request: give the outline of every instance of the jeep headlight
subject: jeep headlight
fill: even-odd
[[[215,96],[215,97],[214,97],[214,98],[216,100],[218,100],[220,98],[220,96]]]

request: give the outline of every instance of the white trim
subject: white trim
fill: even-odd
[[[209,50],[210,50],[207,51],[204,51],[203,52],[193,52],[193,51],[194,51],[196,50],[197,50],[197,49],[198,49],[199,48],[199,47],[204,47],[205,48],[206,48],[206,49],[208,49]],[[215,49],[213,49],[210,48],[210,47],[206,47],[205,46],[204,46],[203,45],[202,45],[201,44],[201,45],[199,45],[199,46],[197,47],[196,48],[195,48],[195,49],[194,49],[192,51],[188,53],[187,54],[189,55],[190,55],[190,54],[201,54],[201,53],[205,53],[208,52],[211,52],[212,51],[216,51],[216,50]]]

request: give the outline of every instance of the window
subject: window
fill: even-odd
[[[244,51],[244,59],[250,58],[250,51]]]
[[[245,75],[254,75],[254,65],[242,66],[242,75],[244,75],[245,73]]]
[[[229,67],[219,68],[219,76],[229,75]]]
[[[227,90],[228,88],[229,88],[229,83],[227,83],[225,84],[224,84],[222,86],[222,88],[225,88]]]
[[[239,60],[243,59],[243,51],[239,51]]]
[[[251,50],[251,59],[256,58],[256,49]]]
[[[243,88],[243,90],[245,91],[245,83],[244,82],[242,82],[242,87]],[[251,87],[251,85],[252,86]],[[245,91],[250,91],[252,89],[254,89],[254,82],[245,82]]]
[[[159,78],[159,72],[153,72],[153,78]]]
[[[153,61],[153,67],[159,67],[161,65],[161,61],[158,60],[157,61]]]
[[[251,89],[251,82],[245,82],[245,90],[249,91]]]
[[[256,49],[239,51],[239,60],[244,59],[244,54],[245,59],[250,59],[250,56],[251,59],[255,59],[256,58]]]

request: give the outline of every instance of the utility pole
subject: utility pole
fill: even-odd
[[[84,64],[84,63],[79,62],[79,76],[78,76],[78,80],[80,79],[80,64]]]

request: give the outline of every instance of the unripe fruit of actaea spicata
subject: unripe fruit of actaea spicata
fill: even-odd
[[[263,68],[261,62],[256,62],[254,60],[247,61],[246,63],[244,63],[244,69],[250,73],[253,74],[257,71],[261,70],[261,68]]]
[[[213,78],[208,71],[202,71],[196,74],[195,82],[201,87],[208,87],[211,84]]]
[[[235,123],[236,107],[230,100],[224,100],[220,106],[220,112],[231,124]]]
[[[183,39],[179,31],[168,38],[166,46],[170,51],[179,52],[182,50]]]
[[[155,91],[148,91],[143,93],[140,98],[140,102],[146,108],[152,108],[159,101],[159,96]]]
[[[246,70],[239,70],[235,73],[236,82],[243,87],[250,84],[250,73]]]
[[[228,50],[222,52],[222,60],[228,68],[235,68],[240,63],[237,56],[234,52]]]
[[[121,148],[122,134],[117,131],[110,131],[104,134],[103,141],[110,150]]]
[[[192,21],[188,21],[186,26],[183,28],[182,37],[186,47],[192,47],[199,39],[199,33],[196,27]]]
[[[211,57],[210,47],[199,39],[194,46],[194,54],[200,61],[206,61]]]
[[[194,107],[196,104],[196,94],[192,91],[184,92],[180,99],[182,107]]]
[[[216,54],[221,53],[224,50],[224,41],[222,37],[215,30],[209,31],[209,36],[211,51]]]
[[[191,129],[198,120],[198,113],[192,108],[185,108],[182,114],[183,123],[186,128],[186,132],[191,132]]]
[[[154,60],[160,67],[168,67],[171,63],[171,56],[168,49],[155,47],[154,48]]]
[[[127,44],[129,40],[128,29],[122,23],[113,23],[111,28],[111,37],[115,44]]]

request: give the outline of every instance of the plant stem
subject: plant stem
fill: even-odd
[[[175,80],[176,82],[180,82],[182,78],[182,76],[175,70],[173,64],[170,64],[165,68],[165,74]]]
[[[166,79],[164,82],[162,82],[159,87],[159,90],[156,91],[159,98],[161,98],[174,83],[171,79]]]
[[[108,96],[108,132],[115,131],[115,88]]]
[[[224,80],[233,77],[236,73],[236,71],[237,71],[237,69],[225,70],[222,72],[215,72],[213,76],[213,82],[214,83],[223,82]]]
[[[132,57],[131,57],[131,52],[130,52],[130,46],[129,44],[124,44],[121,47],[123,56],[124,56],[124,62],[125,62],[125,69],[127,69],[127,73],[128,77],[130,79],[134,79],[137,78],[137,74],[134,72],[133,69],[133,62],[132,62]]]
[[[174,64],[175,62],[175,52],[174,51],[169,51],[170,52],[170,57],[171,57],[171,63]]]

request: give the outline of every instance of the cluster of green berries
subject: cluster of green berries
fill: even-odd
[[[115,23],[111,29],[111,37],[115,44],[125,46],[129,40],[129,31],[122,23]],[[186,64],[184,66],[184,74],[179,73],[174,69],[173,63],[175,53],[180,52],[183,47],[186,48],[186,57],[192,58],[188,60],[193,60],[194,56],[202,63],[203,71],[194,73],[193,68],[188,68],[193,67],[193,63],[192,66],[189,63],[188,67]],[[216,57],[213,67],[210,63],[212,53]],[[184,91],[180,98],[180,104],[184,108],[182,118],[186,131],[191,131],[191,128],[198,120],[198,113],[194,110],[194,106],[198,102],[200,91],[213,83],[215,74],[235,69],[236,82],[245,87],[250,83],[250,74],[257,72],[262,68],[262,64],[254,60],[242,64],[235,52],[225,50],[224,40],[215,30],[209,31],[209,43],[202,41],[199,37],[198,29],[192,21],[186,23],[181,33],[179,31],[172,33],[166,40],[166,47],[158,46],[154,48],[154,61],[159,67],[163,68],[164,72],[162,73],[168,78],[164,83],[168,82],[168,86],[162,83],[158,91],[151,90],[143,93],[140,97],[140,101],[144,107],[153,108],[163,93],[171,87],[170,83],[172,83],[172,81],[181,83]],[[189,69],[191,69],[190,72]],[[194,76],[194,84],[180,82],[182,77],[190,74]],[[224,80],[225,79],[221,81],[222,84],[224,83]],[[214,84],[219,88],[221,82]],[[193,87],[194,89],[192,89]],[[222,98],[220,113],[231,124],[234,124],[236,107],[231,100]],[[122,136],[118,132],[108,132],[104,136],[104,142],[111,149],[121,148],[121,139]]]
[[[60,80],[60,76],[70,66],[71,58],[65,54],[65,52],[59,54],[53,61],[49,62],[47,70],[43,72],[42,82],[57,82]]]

○ ○ ○

→ **Written request**: Render every line of the material above as a numbered list, omitting the blank lines.

→ **Correct result**:
1. request: give the outline of every instance of the jeep headlight
2. subject: jeep headlight
3. fill: even-odd
4. [[[215,96],[215,97],[214,97],[214,98],[216,100],[218,100],[220,98],[220,96]]]
5. request: give the outline of every instance of the white trim
6. subject: white trim
7. fill: even-odd
8. [[[209,50],[210,50],[207,51],[204,51],[203,52],[193,52],[193,51],[194,51],[196,50],[197,50],[197,49],[198,49],[199,48],[199,47],[204,47],[205,48],[206,48],[206,49],[208,49]],[[215,49],[213,49],[210,48],[210,47],[206,47],[205,46],[204,46],[203,45],[202,45],[201,44],[201,45],[199,45],[199,46],[197,47],[196,48],[195,48],[195,49],[194,49],[192,51],[188,53],[187,54],[189,55],[190,55],[190,54],[201,54],[201,53],[205,53],[208,52],[211,52],[212,51],[216,51],[216,50]]]
9. request: give the outline of every instance of the window
10. subject: window
11. fill: even-odd
12. [[[244,51],[244,59],[250,58],[250,51]]]
13. [[[245,75],[254,75],[254,65],[242,66],[242,75],[244,75],[245,73]]]
14. [[[229,67],[219,68],[219,76],[229,75]]]
15. [[[227,90],[228,88],[229,88],[229,83],[227,83],[225,84],[224,84],[222,86],[222,88],[225,88]]]
16. [[[239,60],[243,59],[243,51],[239,51]]]
17. [[[251,50],[251,59],[256,58],[256,49]]]
18. [[[243,88],[243,90],[245,91],[245,83],[244,82],[242,82],[242,87]],[[251,87],[251,85],[252,86]],[[245,91],[250,91],[252,89],[254,89],[254,82],[245,82]]]
19. [[[159,78],[159,72],[153,72],[153,78]]]
20. [[[153,61],[153,67],[159,67],[161,65],[161,61],[158,60],[157,61]]]
21. [[[251,89],[251,82],[245,82],[245,90],[249,91]]]
22. [[[256,49],[239,51],[239,60],[244,59],[244,54],[245,59],[250,59],[250,56],[251,59],[255,59],[256,58]]]
23. request: give the outline of every instance of the utility pole
24. subject: utility pole
25. fill: even-odd
26. [[[84,64],[84,63],[79,62],[79,76],[78,76],[78,80],[80,79],[80,64]]]
27. request: give the outline of every instance of the unripe fruit of actaea spicata
28. subject: unripe fruit of actaea spicata
29. fill: even-odd
30. [[[263,68],[261,62],[256,62],[254,60],[247,61],[246,63],[244,63],[244,69],[250,73],[253,74],[257,71],[261,70],[261,68]]]
31. [[[213,78],[208,71],[202,71],[196,74],[195,82],[201,87],[208,87],[211,84]]]
32. [[[235,123],[236,107],[230,100],[224,100],[220,106],[220,112],[231,124]]]
33. [[[183,39],[179,31],[168,38],[166,46],[170,51],[179,52],[182,50]]]
34. [[[155,91],[148,91],[143,93],[140,98],[140,102],[146,108],[152,108],[159,101],[159,96]]]
35. [[[246,70],[239,70],[235,73],[236,82],[243,87],[250,84],[250,73]]]
36. [[[228,50],[222,52],[222,60],[228,68],[235,68],[240,63],[237,56],[234,52]]]
37. [[[121,148],[122,134],[117,131],[110,131],[104,134],[103,141],[110,150]]]
38. [[[192,21],[188,21],[186,26],[183,28],[182,37],[186,47],[192,47],[199,39],[199,33],[196,27]]]
39. [[[211,57],[210,47],[199,39],[194,46],[194,54],[200,61],[206,61]]]
40. [[[194,107],[196,104],[196,94],[192,91],[184,92],[180,99],[182,107]]]
41. [[[216,54],[221,53],[224,50],[224,41],[222,37],[215,30],[209,31],[209,36],[211,51]]]
42. [[[191,129],[198,120],[198,113],[192,108],[185,108],[182,114],[183,123],[186,128],[186,132],[191,132]]]
43. [[[154,60],[160,67],[168,67],[171,63],[171,56],[168,49],[155,47],[154,48]]]
44. [[[127,44],[129,40],[128,29],[122,23],[113,23],[111,28],[111,37],[115,44]]]
45. request: give the outline of every instance of the plant stem
46. subject: plant stem
47. fill: even-odd
48. [[[175,80],[176,82],[180,82],[182,78],[182,76],[175,70],[173,64],[170,64],[165,68],[165,74]]]
49. [[[166,79],[164,82],[162,82],[159,87],[159,90],[156,91],[159,98],[161,98],[174,83],[171,79]]]
50. [[[108,96],[108,132],[115,131],[115,88]]]
51. [[[224,80],[233,77],[236,73],[236,71],[237,71],[237,69],[225,70],[222,72],[215,72],[213,76],[213,82],[214,83],[223,82]]]
52. [[[132,57],[131,57],[131,52],[130,52],[130,46],[129,44],[124,44],[121,47],[123,56],[124,56],[124,62],[125,62],[125,69],[127,69],[127,73],[128,77],[130,79],[134,79],[137,78],[137,74],[134,72],[133,69],[133,62],[132,62]]]
53. [[[174,64],[175,62],[175,52],[174,51],[169,51],[170,52],[170,57],[171,57],[171,63]]]
54. request: give the outline of every instance of the cluster of green berries
55. subject: cluster of green berries
56. fill: even-odd
57. [[[115,23],[111,29],[111,37],[115,44],[125,46],[129,40],[129,31],[122,23]],[[186,64],[184,66],[184,74],[179,73],[174,69],[173,63],[175,53],[180,52],[183,47],[186,48],[186,57],[192,58],[188,60],[193,60],[194,56],[202,63],[203,71],[194,73],[193,68],[188,68],[193,67],[193,63],[192,66],[189,63],[188,67]],[[216,57],[213,67],[210,63],[212,53]],[[184,91],[180,98],[180,104],[184,108],[182,118],[186,131],[191,131],[191,128],[198,120],[198,113],[194,110],[194,106],[198,102],[200,91],[213,83],[215,74],[235,69],[236,82],[245,87],[250,83],[250,74],[257,72],[262,68],[262,64],[254,60],[242,64],[235,52],[225,50],[224,40],[215,30],[209,31],[209,43],[202,41],[199,37],[198,29],[192,21],[186,23],[181,33],[179,31],[172,33],[166,40],[166,47],[158,46],[154,48],[154,61],[159,67],[163,68],[164,72],[162,73],[168,78],[164,83],[168,82],[168,86],[162,83],[158,91],[151,90],[143,93],[140,97],[140,101],[144,107],[153,108],[163,93],[171,87],[170,83],[172,83],[172,81],[181,83]],[[189,69],[191,69],[190,72]],[[194,76],[194,84],[180,82],[182,77],[190,74]],[[224,80],[225,79],[221,81],[222,84],[224,83]],[[214,84],[219,88],[221,82]],[[193,87],[194,89],[192,89]],[[222,98],[220,113],[231,124],[234,124],[236,107],[231,100]],[[122,136],[118,132],[108,132],[104,136],[104,142],[111,149],[121,148],[121,139]]]
58. [[[60,80],[60,76],[70,66],[71,58],[65,54],[65,52],[59,54],[53,61],[49,62],[47,70],[43,72],[42,82],[57,82]]]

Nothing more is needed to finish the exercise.